(Quellenauszug)
........

Was kommt zusätzlich zur Registrierung bei der Zentralen Stelle und der Beteiligung an einem Dualen System auf die Branche zu?

Dr. Thomas Schulte-Beckhausen: Neu ist der Aufwand, den Inverkehrbringer mit der Datenmeldung sowie der Vollständigkeitserklärung betreiben müssen. Bei der Beteiligung an einem Dualen System muss die Plan-Menge angegeben werden – die Verpackungen, die der Hersteller plant, in den Verkehr zu bringen. Einmal im Jahr müssen die Hersteller dann die Ist-Menge an das System melden. Alle Angaben, die der Hersteller zu Verpackungen im Rahmen der Systembeteiligung macht, sind auch der Zentralen Stelle zu übermitteln. Je nach Größe des Unternehmens kann es sinnvoll sein, quartalsweise Meldungen vorzunehmen, um die Datenmenge übersichtlicher und die Vorhersagen sicherer zu halten. Die Vollständigkeitserklärung kommt erst bei der Überschreitung gewisser Bagatellmengen zum Tragen. Wer z.B. mindestens 30 t Kunststoffverpackungen, 50 t Papier-, Papp-, oder Kartonverpackungen und 80 t Glasverpackungen einsetzt, muss einmal im Jahr bis jeweils zum 15. Mai des Folgejahres eine entsprechende Erklärung abgeben; zum 15. Mai 2020 ist die Erklärung erstmals fällig. Hier müssen Materialart und -menge der tatsächlich in Verkehr gebrachten Verpackungen angegeben werden, die Ist-Menge. Das Ganze ist durch einen registrierten Sachverständigen zu testieren, den das jeweilige Unternehmen aus der Liste registrierter Prüfbefugter auf der Website der Zentralen Stelle auswählen kann.

........

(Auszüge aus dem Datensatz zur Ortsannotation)
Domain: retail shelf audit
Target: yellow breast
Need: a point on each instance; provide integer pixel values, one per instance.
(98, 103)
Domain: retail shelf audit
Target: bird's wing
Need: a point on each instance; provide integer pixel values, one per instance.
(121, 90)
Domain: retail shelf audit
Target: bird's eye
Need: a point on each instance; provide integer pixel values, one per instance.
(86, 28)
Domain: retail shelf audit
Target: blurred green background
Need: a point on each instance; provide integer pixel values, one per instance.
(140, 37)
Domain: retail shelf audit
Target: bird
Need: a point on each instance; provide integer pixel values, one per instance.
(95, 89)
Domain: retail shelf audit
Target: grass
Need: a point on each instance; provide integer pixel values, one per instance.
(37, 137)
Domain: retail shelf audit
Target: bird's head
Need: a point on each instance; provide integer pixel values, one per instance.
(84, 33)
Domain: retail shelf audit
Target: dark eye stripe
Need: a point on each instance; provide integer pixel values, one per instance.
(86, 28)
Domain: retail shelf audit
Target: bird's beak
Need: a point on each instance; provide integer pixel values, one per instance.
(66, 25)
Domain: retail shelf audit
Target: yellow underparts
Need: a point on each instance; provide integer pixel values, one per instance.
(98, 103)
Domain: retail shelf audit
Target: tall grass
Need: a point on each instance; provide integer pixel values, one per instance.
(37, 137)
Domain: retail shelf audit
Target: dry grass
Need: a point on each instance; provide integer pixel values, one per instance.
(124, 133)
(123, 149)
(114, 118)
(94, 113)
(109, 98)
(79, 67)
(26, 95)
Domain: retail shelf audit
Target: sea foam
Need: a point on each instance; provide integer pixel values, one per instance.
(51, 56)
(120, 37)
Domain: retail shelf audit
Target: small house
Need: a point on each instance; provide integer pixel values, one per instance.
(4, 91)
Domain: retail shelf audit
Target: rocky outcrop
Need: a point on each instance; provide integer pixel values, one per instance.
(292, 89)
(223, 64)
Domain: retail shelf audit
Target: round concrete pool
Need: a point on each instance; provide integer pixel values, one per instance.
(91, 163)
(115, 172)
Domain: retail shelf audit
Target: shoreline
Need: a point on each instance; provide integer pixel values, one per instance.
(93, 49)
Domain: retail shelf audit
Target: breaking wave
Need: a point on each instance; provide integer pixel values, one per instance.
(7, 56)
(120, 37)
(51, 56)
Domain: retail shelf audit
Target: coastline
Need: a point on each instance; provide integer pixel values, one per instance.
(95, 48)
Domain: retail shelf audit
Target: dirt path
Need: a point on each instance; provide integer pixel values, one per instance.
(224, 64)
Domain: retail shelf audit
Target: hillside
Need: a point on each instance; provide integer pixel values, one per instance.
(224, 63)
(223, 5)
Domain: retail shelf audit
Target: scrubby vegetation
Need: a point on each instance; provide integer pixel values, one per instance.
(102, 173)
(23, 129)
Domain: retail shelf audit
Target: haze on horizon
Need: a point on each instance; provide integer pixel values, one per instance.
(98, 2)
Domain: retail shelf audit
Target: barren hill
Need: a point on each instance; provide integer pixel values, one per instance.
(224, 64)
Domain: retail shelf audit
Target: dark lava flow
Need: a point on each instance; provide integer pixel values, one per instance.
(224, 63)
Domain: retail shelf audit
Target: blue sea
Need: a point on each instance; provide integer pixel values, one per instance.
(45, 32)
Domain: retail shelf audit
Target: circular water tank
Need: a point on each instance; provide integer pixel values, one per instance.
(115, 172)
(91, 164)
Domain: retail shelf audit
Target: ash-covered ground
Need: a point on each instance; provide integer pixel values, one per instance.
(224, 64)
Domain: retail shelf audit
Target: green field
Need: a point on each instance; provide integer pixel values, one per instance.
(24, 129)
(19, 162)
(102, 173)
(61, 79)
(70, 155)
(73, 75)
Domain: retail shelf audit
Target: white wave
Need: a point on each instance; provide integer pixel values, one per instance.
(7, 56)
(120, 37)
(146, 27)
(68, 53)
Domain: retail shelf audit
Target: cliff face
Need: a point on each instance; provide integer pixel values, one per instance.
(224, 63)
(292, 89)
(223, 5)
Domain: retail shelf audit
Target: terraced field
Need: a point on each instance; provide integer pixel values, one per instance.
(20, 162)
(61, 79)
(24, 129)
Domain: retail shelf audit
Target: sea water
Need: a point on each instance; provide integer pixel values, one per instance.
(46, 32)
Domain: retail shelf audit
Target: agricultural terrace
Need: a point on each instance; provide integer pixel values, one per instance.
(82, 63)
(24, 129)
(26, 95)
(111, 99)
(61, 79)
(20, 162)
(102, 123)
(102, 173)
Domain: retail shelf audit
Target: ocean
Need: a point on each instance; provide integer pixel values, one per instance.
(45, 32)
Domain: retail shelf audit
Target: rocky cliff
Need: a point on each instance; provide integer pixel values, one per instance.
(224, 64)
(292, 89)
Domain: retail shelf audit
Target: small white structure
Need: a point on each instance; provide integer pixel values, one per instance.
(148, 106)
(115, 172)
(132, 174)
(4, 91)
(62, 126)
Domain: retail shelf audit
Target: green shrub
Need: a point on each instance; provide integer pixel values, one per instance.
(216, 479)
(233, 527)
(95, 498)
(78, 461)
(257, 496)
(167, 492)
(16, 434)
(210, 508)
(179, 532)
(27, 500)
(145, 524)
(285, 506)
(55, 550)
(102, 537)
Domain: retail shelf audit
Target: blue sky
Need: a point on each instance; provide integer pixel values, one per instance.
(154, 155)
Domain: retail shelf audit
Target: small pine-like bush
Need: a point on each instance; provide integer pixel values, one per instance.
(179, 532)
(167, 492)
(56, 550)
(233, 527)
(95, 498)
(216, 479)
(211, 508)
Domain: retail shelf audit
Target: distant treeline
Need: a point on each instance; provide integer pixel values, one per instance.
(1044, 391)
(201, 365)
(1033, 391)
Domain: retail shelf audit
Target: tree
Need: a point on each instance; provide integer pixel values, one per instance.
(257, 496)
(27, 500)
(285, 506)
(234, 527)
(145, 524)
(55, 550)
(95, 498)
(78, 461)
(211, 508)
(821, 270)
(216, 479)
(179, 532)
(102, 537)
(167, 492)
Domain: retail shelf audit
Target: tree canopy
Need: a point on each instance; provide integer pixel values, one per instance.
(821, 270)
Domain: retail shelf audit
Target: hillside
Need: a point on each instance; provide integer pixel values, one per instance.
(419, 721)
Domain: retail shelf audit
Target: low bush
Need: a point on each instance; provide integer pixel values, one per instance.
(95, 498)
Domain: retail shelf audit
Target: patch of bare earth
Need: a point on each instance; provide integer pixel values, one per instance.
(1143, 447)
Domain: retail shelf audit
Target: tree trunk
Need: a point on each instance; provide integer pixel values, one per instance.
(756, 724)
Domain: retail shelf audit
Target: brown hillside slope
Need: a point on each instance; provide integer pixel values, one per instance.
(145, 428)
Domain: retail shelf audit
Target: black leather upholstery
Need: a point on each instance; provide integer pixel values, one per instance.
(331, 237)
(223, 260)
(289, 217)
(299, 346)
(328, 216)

........

(Aufgabe A)
Bis zu welchem Termin ist die Vollständigkeitserklärung laut dem Text zu den Pflichten der Inverkehrbringer von Verpackungen jedes Jahr abzugeben?
(Aufgabe B)
Setzen Sie den Text zu den Pflichten der Inverkehrbringer von Verpackungen im Anschluss an seinen letzten Satz fort.

(Ergebnis A)
Bis zum 15. Mai des Folgejahres.

(Ergebnis B)
Können Betroffene Unterstützung beim Procedere suchen?

Dr. Thomas Schulte-Beckhausen: Prinzipiell schon, allerdings muss der Hersteller zwei Dinge unbedingt selbst erledigen und kann sie nicht an Dritte übertragen: die Registrierung bei der Zentralen Stelle und die Datenmeldung an die Zentrale Stelle. Derjenige, der produktverantwortlich ist, muss hier selbst agieren. Mit dieser Maßnahme soll das VerpackG Missbrauch durch Hersteller, aber auch durch die Systeme, vorbeugen. In der Vergangenheit kam es immer wieder vor, dass einzelne Hersteller versucht haben, einen Teil ihrer Verpackungen durch die Einbeziehung Dritter aus Systemen herauszurechnen, um für deren Entsorgung nicht finanziell aufkommen zu müssen. Hier zeigt sich ein weiterer, essentieller Vorteil des VerpackG: Transparenz. Das Gesetz legt noch klarer als die vorherige Verpackungsverordnung fest, welche Verpackungen miteinbezogen werden müssen. Darüber hinaus wird u.a. durch das Portal LUCID das Verhalten aller Marktteilnehmer so transparent gemacht, dass die Möglichkeit des Trittbrettfahrens ausgeschlossen ist. Man kann sich nicht hinter einem Dritten verstecken und ist direkt für seine produzierten Verpackungen verantwortlich.

// Mit Dr. Thomas Schulte-Beckhausen sprach Claudia Pfeifer.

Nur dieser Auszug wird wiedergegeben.